**Brief 1**
On the cataracts page, what instrument does an optometrist or ophthalmologist use to view the lens?
**Brief 2**
Quote the cataracts page between "A cataract forms" and "inherited retinal disease.", inclusive.

Eye Condition
Cataracts
Cataracts are progressive clouding of the eye’s natural lens that can blur vision and glare.
What is Cataracts?
A cataract forms when the normally transparent crystalline lens behind the cornea becomes hazy from oxidative stress and dehydration. Light entering the eye scatters instead of focusing sharply on the retina, so scenes can appear smudged, foggy, or glare-filled—much like looking through a dirty window. While most cataracts develop with age, they may also appear earlier in life alongside systemic inflammation or inherited retinal disease.

Key symptoms and early warning signs
- Painless blurry or filmy vision
- Increased glare or halo around lights, especially at night
- Colors that look faded or yellowed
- Frequent eyeglass prescription changes
- Sudden or rapid shift in vision quality (may signal another problem)
How Cataracts are diagnosed
Your optometrist or ophthalmologist views the lens with a slit-lamp microscope, measures visual acuity, and may dilate the pupil to assess lens density. At the Eye Health Institute (EHI) we also screen carotenoid antioxidant levels with a painless skin scan. Low carotenoid status often parallels higher oxidative stress inside the eye.
Why it happens: causes and risk factors
Ageing is the primary driver, yet several factors accelerate lens opacities:
- Ultraviolet (UV) exposure without proper sunglasses
- High-intensity blue light from phones, computers, LED bulbs, and TVs
- Chronic inflammation or metabolic disease (diabetes, autoimmune)

**Data supplied**
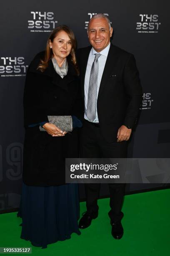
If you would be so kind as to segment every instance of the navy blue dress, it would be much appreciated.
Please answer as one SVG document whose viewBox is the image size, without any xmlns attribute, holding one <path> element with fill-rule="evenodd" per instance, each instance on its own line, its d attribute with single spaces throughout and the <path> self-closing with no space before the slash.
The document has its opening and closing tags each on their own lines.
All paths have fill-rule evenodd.
<svg viewBox="0 0 170 256">
<path fill-rule="evenodd" d="M 78 184 L 55 187 L 22 184 L 18 216 L 22 218 L 21 238 L 33 246 L 46 248 L 48 244 L 80 234 Z"/>
</svg>

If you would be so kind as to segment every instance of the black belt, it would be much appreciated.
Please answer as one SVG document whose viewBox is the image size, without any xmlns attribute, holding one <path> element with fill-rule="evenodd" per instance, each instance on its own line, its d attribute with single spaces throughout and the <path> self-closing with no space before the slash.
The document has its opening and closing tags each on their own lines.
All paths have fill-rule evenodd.
<svg viewBox="0 0 170 256">
<path fill-rule="evenodd" d="M 93 126 L 95 126 L 96 127 L 100 127 L 100 125 L 99 123 L 92 123 L 92 122 L 90 122 L 90 121 L 88 121 L 86 119 L 84 119 L 84 120 L 86 123 L 88 123 L 89 124 L 92 125 Z"/>
</svg>

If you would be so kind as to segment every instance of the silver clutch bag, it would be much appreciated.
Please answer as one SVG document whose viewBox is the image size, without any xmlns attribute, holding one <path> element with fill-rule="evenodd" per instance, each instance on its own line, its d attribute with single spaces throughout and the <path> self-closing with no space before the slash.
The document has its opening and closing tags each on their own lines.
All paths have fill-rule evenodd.
<svg viewBox="0 0 170 256">
<path fill-rule="evenodd" d="M 50 123 L 55 125 L 62 131 L 72 131 L 72 120 L 71 115 L 48 115 L 48 118 Z M 41 131 L 46 131 L 40 125 L 39 128 Z"/>
</svg>

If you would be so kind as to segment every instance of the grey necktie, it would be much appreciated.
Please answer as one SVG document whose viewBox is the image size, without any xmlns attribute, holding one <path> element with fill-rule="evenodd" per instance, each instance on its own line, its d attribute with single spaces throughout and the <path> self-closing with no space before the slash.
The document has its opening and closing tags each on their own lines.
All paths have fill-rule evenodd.
<svg viewBox="0 0 170 256">
<path fill-rule="evenodd" d="M 97 86 L 99 72 L 98 59 L 101 55 L 100 54 L 95 54 L 95 59 L 92 64 L 90 77 L 87 116 L 91 122 L 92 122 L 96 117 Z"/>
</svg>

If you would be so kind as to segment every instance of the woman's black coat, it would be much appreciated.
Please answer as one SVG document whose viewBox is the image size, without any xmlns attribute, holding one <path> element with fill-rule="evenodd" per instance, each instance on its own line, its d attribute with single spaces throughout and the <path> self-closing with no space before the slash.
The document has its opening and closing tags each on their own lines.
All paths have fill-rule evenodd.
<svg viewBox="0 0 170 256">
<path fill-rule="evenodd" d="M 44 52 L 31 63 L 24 95 L 25 135 L 23 179 L 28 185 L 55 186 L 65 183 L 65 158 L 78 157 L 78 129 L 63 137 L 52 137 L 39 130 L 48 115 L 74 115 L 82 109 L 79 79 L 69 57 L 68 74 L 63 78 L 55 71 L 51 59 L 43 72 L 37 67 Z"/>
</svg>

**Expected answer 1**
A slit-lamp microscope.

**Expected answer 2**
A cataract forms when the normally transparent crystalline lens behind the cornea becomes hazy from oxidative stress and dehydration. Light entering the eye scatters instead of focusing sharply on the retina, so scenes can appear smudged, foggy, or glare-filled—much like looking through a dirty window. While most cataracts develop with age, they may also appear earlier in life alongside systemic inflammation or inherited retinal disease.